**Task description:** Please pull out every line of the data below that contains the word "mountain" and copy each one in full. Case counts, so only lines with that exact capitalization match.

═══ Materials provided

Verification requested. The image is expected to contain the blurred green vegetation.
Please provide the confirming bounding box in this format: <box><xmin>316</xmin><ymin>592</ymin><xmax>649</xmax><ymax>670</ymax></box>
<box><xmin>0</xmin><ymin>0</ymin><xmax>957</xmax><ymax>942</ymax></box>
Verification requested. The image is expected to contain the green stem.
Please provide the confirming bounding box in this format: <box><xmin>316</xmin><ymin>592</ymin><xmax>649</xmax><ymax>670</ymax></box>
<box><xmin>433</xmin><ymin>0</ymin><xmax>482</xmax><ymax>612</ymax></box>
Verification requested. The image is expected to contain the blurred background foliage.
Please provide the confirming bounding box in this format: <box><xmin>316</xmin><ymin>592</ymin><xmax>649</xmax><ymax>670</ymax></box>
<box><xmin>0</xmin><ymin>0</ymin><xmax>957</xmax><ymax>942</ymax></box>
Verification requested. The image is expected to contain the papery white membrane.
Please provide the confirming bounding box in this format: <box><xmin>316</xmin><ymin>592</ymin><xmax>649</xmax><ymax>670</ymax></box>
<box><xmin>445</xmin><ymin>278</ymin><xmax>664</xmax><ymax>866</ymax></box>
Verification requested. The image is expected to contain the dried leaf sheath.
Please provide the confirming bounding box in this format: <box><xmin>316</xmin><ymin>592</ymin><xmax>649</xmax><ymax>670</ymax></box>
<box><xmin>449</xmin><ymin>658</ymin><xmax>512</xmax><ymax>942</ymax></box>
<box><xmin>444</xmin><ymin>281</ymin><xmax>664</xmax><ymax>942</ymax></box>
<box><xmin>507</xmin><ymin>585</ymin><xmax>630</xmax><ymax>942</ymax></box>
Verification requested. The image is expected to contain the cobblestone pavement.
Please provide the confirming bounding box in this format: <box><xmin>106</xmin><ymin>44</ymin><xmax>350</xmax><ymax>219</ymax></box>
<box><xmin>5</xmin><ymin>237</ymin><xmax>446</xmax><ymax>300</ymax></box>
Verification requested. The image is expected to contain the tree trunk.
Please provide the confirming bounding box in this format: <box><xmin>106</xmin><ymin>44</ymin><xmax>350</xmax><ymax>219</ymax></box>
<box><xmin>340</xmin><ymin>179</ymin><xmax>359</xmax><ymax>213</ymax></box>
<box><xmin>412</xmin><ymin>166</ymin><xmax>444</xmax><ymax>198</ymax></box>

══════
═══ Materials provided

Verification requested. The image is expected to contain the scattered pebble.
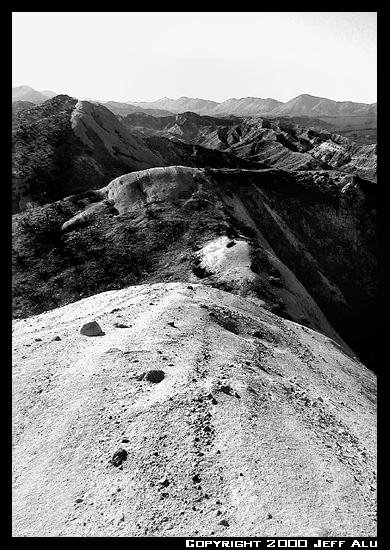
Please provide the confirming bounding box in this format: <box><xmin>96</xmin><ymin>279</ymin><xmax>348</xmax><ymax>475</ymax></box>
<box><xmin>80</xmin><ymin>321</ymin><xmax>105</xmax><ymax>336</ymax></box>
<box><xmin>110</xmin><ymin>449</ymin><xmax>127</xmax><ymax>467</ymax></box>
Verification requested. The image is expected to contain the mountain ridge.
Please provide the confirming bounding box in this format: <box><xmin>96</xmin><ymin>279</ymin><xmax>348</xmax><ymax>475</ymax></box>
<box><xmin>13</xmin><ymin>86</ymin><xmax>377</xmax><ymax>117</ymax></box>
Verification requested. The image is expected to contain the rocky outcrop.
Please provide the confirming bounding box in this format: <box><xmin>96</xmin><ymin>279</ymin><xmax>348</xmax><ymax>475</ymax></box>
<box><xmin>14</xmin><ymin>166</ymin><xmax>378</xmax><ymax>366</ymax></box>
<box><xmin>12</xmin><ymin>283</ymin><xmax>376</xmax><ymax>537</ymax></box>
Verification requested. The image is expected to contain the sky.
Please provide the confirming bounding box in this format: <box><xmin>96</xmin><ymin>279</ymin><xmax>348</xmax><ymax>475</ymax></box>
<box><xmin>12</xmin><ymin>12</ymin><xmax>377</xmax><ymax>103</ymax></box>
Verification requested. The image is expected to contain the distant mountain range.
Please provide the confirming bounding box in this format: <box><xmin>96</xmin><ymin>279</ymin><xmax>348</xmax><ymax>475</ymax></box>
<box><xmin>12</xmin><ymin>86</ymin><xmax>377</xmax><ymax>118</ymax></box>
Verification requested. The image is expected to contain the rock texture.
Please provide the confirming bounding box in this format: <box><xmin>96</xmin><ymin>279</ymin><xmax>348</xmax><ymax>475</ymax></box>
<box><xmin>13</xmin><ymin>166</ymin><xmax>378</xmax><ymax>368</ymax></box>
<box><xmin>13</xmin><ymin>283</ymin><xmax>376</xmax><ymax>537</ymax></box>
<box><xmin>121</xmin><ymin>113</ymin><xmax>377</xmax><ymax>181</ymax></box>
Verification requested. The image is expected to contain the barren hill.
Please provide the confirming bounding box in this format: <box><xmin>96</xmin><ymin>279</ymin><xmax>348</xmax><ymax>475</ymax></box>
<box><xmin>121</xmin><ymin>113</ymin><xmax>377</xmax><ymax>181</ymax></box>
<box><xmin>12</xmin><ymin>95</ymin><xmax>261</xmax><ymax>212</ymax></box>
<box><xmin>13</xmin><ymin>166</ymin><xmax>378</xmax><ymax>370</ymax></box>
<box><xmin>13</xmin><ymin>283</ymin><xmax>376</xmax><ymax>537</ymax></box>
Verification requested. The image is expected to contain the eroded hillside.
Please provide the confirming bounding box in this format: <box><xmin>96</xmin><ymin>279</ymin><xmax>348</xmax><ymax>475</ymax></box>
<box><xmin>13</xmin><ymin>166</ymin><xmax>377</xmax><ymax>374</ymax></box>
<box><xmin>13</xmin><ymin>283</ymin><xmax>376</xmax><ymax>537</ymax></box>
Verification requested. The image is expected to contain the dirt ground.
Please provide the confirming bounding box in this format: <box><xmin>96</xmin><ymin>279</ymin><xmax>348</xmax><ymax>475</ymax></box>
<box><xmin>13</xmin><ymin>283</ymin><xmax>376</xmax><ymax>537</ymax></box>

══════

**Result:**
Verification requested. The image is expected to contain the mountain ridge.
Verification requested. The image is expected to contain the distant mountain range.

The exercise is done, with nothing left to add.